--- start of Data for this exercise ---

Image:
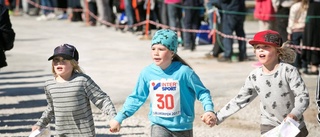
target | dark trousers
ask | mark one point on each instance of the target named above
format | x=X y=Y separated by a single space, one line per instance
x=62 y=4
x=94 y=10
x=191 y=20
x=296 y=39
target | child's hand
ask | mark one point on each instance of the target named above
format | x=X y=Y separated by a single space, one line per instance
x=114 y=126
x=209 y=118
x=291 y=116
x=35 y=128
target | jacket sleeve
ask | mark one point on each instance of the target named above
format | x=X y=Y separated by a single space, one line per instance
x=202 y=93
x=246 y=95
x=134 y=101
x=99 y=98
x=48 y=114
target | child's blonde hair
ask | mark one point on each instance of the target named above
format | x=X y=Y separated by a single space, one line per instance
x=75 y=65
x=286 y=54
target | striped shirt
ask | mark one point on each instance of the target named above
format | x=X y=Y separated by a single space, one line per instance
x=69 y=104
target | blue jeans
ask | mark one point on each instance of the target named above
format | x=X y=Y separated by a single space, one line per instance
x=160 y=131
x=49 y=4
x=233 y=23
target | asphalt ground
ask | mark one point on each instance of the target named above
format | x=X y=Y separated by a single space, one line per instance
x=114 y=60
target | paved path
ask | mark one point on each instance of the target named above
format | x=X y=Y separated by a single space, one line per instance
x=114 y=61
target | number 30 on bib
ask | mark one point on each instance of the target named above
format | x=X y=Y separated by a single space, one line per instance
x=165 y=97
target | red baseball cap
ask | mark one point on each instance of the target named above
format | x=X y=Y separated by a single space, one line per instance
x=267 y=37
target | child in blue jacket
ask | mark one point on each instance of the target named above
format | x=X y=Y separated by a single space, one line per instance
x=173 y=88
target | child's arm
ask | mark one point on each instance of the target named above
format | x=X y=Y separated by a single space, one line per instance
x=99 y=98
x=114 y=126
x=301 y=99
x=47 y=115
x=245 y=96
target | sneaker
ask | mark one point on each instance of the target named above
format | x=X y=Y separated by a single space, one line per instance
x=223 y=59
x=41 y=18
x=51 y=16
x=312 y=73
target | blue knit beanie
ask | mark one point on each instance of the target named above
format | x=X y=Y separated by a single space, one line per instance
x=167 y=38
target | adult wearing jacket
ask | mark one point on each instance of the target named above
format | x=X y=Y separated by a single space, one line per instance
x=7 y=35
x=232 y=22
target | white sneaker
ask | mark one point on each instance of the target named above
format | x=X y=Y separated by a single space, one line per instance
x=51 y=16
x=41 y=18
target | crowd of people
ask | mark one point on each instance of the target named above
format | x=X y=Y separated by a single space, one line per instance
x=295 y=20
x=277 y=80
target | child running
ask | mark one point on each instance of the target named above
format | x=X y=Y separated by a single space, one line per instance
x=69 y=94
x=278 y=84
x=173 y=88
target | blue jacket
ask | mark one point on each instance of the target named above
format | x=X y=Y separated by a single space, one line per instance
x=154 y=78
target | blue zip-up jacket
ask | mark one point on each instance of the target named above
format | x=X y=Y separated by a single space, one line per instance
x=191 y=88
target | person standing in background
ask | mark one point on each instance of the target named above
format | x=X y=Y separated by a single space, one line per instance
x=175 y=16
x=264 y=11
x=105 y=11
x=312 y=37
x=232 y=22
x=191 y=20
x=63 y=6
x=282 y=13
x=7 y=35
x=296 y=23
x=47 y=11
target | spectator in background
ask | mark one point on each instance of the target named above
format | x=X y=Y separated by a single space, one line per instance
x=296 y=23
x=47 y=11
x=232 y=22
x=175 y=16
x=191 y=20
x=62 y=5
x=282 y=12
x=105 y=11
x=93 y=12
x=130 y=14
x=210 y=5
x=76 y=14
x=312 y=37
x=7 y=34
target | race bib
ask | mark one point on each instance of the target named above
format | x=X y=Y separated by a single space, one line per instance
x=165 y=97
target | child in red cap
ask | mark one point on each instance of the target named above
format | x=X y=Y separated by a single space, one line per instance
x=281 y=90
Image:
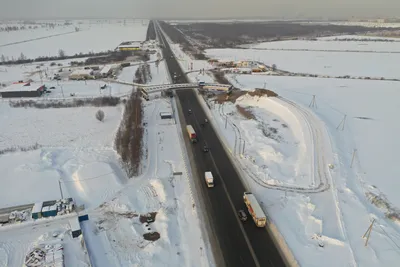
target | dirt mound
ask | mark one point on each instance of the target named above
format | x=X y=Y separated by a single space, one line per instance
x=151 y=216
x=232 y=97
x=261 y=92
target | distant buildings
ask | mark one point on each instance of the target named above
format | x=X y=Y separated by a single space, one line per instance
x=22 y=90
x=81 y=75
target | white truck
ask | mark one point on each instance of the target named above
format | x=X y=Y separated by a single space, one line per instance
x=254 y=209
x=209 y=179
x=192 y=133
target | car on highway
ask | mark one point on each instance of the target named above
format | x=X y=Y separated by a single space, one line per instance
x=205 y=148
x=242 y=215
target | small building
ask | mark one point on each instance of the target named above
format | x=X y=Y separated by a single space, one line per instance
x=81 y=74
x=84 y=217
x=75 y=227
x=4 y=218
x=22 y=90
x=130 y=46
x=106 y=71
x=166 y=115
x=49 y=211
x=37 y=210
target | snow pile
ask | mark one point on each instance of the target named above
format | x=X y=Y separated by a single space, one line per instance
x=321 y=63
x=119 y=227
x=89 y=38
x=74 y=148
x=275 y=144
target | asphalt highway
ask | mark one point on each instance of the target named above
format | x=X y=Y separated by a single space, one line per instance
x=242 y=244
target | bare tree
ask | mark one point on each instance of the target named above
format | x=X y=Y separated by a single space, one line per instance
x=22 y=56
x=61 y=53
x=100 y=115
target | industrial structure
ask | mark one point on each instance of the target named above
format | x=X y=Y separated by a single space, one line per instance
x=82 y=74
x=26 y=89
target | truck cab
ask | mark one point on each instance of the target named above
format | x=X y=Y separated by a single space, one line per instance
x=209 y=179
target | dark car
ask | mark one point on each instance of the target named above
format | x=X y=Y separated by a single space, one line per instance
x=242 y=215
x=205 y=148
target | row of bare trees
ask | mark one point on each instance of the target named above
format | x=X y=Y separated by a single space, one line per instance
x=129 y=137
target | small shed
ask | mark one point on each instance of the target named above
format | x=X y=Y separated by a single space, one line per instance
x=75 y=227
x=37 y=210
x=4 y=218
x=166 y=115
x=84 y=217
x=22 y=90
x=49 y=211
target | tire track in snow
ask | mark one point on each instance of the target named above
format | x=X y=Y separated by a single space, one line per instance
x=319 y=164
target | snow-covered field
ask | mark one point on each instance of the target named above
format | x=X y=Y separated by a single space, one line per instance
x=91 y=37
x=291 y=143
x=115 y=231
x=334 y=63
x=75 y=150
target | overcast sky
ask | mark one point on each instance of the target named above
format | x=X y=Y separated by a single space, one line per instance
x=197 y=8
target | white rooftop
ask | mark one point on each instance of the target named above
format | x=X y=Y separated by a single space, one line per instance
x=16 y=87
x=82 y=72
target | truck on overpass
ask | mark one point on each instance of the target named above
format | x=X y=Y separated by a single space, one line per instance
x=254 y=209
x=192 y=134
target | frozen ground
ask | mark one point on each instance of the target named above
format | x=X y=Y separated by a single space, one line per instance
x=89 y=38
x=334 y=63
x=115 y=229
x=76 y=149
x=336 y=218
x=329 y=44
x=299 y=143
x=10 y=74
x=18 y=240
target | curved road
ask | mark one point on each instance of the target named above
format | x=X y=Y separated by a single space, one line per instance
x=242 y=244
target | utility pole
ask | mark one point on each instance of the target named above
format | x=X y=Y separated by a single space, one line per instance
x=59 y=184
x=368 y=232
x=226 y=121
x=352 y=159
x=342 y=123
x=313 y=103
x=234 y=149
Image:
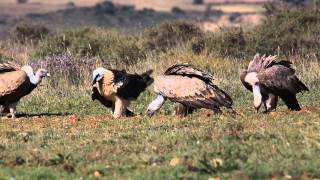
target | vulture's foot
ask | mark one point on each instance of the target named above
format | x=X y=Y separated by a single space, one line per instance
x=217 y=111
x=129 y=113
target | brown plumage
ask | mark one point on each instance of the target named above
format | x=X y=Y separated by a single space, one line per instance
x=272 y=79
x=189 y=86
x=116 y=89
x=15 y=83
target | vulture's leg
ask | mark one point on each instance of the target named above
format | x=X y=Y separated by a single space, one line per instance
x=12 y=109
x=271 y=102
x=257 y=97
x=1 y=110
x=155 y=105
x=129 y=113
x=180 y=110
x=120 y=108
x=217 y=110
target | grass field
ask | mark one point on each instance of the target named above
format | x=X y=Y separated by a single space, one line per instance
x=66 y=136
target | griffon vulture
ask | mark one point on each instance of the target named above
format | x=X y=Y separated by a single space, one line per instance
x=269 y=79
x=189 y=87
x=115 y=89
x=16 y=82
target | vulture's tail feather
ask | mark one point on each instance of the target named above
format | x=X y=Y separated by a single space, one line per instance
x=301 y=86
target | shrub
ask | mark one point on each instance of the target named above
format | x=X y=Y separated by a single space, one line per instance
x=24 y=32
x=66 y=67
x=293 y=31
x=106 y=44
x=233 y=42
x=22 y=1
x=169 y=34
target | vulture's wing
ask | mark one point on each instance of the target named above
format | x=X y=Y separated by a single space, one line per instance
x=189 y=71
x=9 y=66
x=260 y=63
x=96 y=95
x=130 y=86
x=281 y=79
x=191 y=92
x=11 y=81
x=242 y=77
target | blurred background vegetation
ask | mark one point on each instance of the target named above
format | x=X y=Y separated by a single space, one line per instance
x=69 y=136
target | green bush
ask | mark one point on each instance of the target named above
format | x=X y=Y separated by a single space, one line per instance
x=233 y=42
x=166 y=35
x=107 y=44
x=25 y=32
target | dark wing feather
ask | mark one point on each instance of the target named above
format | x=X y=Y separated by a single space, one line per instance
x=96 y=95
x=223 y=98
x=9 y=66
x=130 y=86
x=242 y=77
x=189 y=71
x=278 y=78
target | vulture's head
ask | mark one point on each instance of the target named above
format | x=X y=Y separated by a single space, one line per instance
x=97 y=74
x=35 y=78
x=42 y=73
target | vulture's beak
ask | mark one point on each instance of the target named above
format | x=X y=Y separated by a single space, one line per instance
x=150 y=113
x=94 y=80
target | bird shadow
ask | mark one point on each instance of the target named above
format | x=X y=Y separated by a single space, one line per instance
x=25 y=115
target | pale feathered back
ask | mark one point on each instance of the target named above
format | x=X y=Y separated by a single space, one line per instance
x=260 y=63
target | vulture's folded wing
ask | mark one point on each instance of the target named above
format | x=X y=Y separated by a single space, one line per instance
x=280 y=78
x=191 y=91
x=11 y=81
x=189 y=71
x=130 y=86
x=242 y=78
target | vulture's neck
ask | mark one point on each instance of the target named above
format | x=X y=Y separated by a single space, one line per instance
x=35 y=79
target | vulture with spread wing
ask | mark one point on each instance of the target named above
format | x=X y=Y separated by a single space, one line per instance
x=269 y=79
x=115 y=89
x=189 y=87
x=16 y=82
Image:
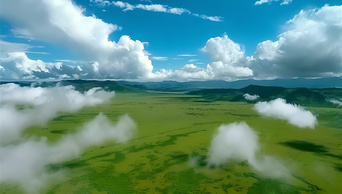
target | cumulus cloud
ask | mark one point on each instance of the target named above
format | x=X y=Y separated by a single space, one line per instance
x=63 y=22
x=294 y=114
x=309 y=47
x=229 y=61
x=7 y=47
x=284 y=2
x=159 y=58
x=17 y=66
x=238 y=142
x=251 y=97
x=40 y=106
x=27 y=163
x=155 y=8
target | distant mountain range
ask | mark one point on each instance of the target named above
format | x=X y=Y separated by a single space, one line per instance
x=306 y=92
x=195 y=85
x=302 y=96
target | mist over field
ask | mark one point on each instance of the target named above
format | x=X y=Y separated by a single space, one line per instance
x=237 y=142
x=294 y=114
x=25 y=160
x=147 y=96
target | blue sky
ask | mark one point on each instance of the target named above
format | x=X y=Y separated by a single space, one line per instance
x=172 y=42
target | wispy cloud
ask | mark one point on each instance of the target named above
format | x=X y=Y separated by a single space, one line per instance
x=186 y=55
x=239 y=142
x=25 y=160
x=294 y=114
x=251 y=97
x=73 y=61
x=284 y=2
x=192 y=60
x=159 y=58
x=155 y=8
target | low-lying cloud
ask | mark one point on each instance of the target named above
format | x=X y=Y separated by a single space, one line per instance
x=238 y=142
x=251 y=97
x=26 y=163
x=40 y=105
x=294 y=114
x=25 y=160
x=337 y=102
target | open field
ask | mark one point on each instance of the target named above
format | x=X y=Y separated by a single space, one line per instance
x=168 y=151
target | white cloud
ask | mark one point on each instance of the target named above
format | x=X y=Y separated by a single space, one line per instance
x=337 y=102
x=7 y=47
x=229 y=61
x=189 y=72
x=63 y=22
x=17 y=66
x=294 y=114
x=251 y=97
x=238 y=142
x=157 y=8
x=25 y=160
x=159 y=58
x=186 y=55
x=46 y=104
x=284 y=2
x=211 y=18
x=310 y=47
x=26 y=163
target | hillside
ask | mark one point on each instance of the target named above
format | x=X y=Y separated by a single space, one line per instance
x=302 y=96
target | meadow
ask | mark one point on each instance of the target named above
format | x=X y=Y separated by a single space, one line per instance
x=168 y=153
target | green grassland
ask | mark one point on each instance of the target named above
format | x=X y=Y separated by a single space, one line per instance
x=168 y=152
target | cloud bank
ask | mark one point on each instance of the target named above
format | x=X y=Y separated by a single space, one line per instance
x=155 y=8
x=294 y=114
x=251 y=97
x=238 y=142
x=308 y=47
x=25 y=160
x=40 y=105
x=27 y=163
x=64 y=23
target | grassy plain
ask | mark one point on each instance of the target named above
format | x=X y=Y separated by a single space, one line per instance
x=168 y=152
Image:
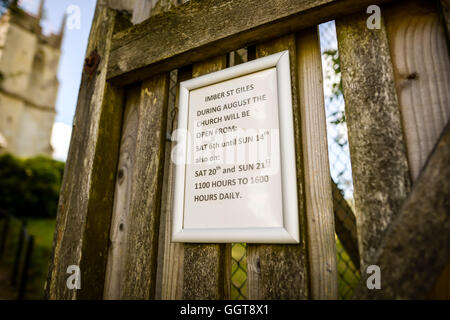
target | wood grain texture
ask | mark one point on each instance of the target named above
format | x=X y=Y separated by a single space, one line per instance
x=444 y=9
x=122 y=198
x=319 y=202
x=422 y=74
x=345 y=225
x=379 y=161
x=139 y=186
x=204 y=265
x=86 y=198
x=183 y=39
x=416 y=245
x=281 y=271
x=173 y=255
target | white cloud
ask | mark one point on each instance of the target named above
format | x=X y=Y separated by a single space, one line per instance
x=61 y=140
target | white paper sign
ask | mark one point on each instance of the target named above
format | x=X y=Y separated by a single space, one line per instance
x=235 y=174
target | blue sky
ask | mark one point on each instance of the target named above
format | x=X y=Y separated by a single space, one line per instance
x=70 y=65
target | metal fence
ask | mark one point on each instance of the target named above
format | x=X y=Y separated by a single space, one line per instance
x=340 y=166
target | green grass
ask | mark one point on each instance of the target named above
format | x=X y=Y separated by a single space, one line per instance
x=42 y=230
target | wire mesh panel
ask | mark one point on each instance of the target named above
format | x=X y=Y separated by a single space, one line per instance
x=340 y=166
x=239 y=271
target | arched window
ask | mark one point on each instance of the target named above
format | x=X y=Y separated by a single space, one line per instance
x=39 y=61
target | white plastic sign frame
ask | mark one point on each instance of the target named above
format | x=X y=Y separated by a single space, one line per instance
x=289 y=232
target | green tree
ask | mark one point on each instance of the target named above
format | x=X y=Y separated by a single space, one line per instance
x=30 y=187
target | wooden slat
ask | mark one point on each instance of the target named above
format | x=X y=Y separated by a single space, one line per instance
x=122 y=199
x=422 y=74
x=379 y=162
x=416 y=246
x=281 y=271
x=345 y=225
x=86 y=198
x=444 y=8
x=138 y=197
x=172 y=277
x=183 y=39
x=319 y=202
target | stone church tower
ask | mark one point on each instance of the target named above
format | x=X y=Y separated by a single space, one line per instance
x=28 y=83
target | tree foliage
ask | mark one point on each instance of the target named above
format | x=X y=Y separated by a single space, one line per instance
x=30 y=187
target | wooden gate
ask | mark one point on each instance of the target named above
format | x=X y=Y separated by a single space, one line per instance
x=114 y=214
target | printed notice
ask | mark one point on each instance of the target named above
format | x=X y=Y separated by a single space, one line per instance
x=233 y=175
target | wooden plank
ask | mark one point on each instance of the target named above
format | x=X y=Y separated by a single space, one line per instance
x=122 y=198
x=379 y=162
x=281 y=271
x=416 y=246
x=422 y=75
x=204 y=265
x=319 y=202
x=138 y=194
x=444 y=9
x=345 y=225
x=85 y=203
x=172 y=277
x=183 y=39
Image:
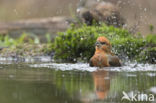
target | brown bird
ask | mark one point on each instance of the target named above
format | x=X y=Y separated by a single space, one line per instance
x=103 y=57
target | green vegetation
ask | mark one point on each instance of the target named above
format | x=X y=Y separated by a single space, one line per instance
x=78 y=43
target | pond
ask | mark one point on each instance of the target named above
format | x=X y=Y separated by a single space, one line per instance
x=75 y=83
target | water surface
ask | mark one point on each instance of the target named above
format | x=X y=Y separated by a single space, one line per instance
x=73 y=83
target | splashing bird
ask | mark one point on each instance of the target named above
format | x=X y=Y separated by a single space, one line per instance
x=103 y=57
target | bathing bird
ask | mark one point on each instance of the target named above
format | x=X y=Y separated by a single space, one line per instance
x=103 y=57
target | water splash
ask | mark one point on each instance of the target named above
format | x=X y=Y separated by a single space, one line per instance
x=129 y=67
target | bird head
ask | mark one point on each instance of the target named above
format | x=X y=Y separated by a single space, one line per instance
x=102 y=43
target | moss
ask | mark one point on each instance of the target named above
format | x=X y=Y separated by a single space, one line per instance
x=78 y=43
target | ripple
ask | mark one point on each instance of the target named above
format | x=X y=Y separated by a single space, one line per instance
x=131 y=67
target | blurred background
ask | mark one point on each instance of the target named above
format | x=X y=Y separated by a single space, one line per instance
x=139 y=14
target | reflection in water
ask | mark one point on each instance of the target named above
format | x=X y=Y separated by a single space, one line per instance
x=20 y=83
x=101 y=83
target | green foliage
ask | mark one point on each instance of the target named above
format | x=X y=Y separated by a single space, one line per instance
x=78 y=43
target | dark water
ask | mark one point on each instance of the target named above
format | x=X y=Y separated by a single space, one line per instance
x=22 y=83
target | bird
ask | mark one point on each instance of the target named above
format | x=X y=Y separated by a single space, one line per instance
x=103 y=57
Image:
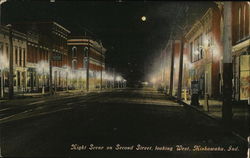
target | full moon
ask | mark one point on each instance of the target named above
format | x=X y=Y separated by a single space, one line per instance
x=143 y=18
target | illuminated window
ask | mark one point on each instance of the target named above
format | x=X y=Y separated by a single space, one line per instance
x=74 y=52
x=244 y=21
x=74 y=64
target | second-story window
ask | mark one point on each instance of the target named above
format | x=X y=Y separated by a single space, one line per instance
x=74 y=52
x=20 y=56
x=239 y=23
x=16 y=55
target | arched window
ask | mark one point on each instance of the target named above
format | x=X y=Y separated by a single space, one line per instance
x=74 y=52
x=74 y=64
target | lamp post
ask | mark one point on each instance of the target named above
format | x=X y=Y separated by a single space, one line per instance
x=101 y=67
x=86 y=60
x=43 y=87
x=11 y=71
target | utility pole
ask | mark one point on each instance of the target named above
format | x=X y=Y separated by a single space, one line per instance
x=172 y=68
x=50 y=73
x=11 y=71
x=180 y=70
x=87 y=50
x=227 y=65
x=113 y=77
x=101 y=67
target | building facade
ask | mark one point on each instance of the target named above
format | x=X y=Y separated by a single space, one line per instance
x=204 y=57
x=241 y=50
x=19 y=58
x=46 y=42
x=85 y=53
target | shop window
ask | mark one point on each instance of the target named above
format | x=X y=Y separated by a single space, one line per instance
x=196 y=49
x=244 y=76
x=16 y=55
x=20 y=56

--- end of Data for this exercise ---

Problem description >>
Return exactly the lines from the one containing "target | lamp post" to the last line of the data, and nothing more.

Written response >>
target | lamp post
ask | mark one point on each instance of the target named above
format | x=X y=Y separated by a single space, one line per instance
x=101 y=67
x=86 y=60
x=43 y=87
x=11 y=71
target | utility pole
ask | mark one point on each instance of the target named above
format | x=X y=Y separated by a single space, one line per instance
x=172 y=68
x=50 y=73
x=11 y=71
x=180 y=70
x=87 y=50
x=227 y=65
x=113 y=77
x=101 y=67
target | building facade
ask | mark one point on each instance of the target named above
format | x=X y=Y separated by a single space, one line per instance
x=204 y=57
x=241 y=50
x=19 y=58
x=46 y=42
x=85 y=53
target | shop window
ask | mark one point on each instance of the target named above
format | x=X y=Y separated by a single space, one line per instance
x=196 y=49
x=244 y=76
x=16 y=55
x=20 y=56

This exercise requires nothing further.